**Cel zadania**
Proszę wypisać z poniższych wierszy każdy, w którym występuje słowo „each”. Wielkość liter ma znaczenie.

**Dane do przetworzenia**

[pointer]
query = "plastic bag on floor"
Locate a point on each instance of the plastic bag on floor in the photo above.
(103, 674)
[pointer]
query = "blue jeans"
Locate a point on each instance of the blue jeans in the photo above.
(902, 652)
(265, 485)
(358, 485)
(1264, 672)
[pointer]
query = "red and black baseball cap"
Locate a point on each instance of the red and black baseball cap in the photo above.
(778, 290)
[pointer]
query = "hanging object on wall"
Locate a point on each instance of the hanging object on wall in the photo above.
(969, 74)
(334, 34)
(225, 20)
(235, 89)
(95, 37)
...
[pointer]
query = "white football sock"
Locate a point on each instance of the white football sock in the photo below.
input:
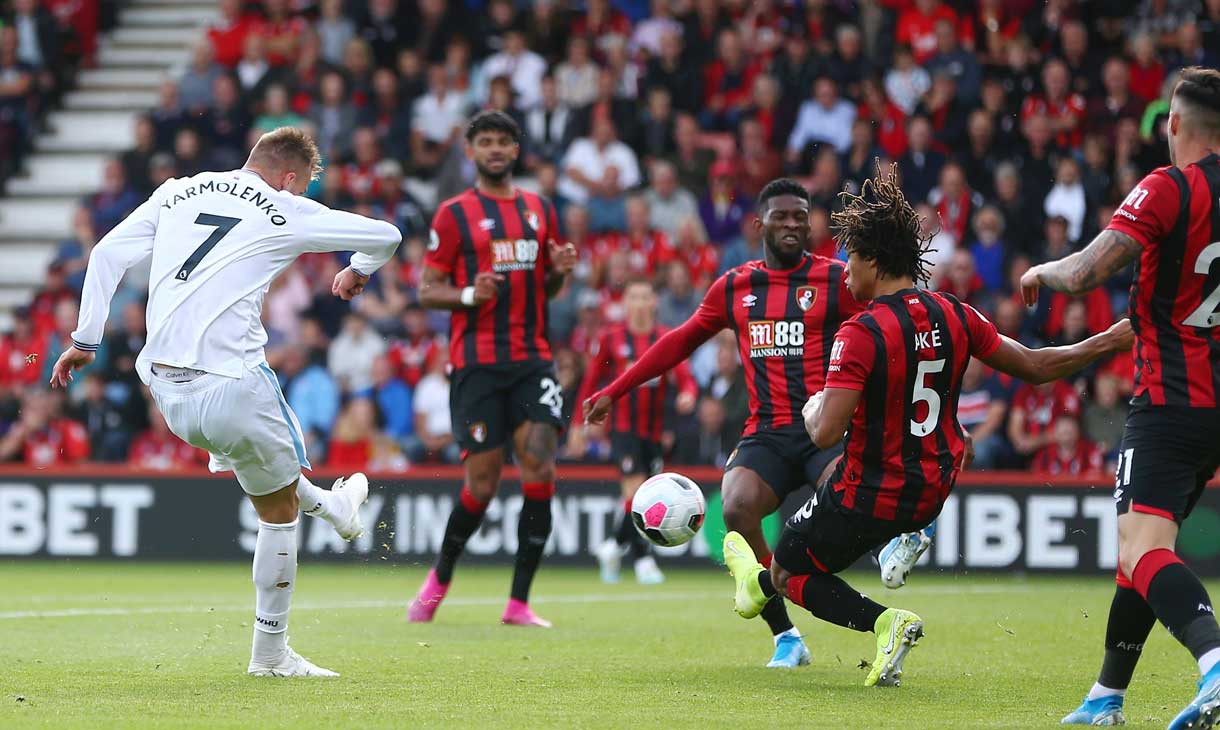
...
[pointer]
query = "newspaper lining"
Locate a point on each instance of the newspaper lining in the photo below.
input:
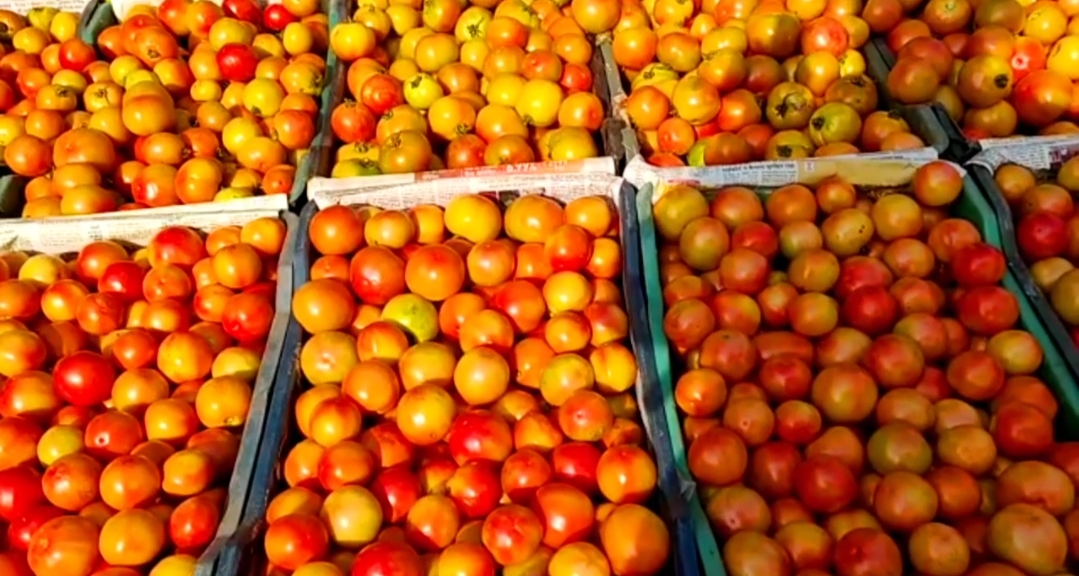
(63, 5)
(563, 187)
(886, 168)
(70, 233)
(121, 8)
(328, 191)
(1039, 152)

**Odpowiedź pisemna**
Locate a point on each instance of the plastic bag on floor in the photo above.
Locate a point on each instance of the blue jeans in the photo above.
Locate a point on each instance of the red and black baseball cap in the photo above.
Locate a point on each instance of the hanging object on wall in the photo above.
Locate a point on each instance of the white football sock in the photo below.
Locate a point on each instance of the newspaper lining in the photo below.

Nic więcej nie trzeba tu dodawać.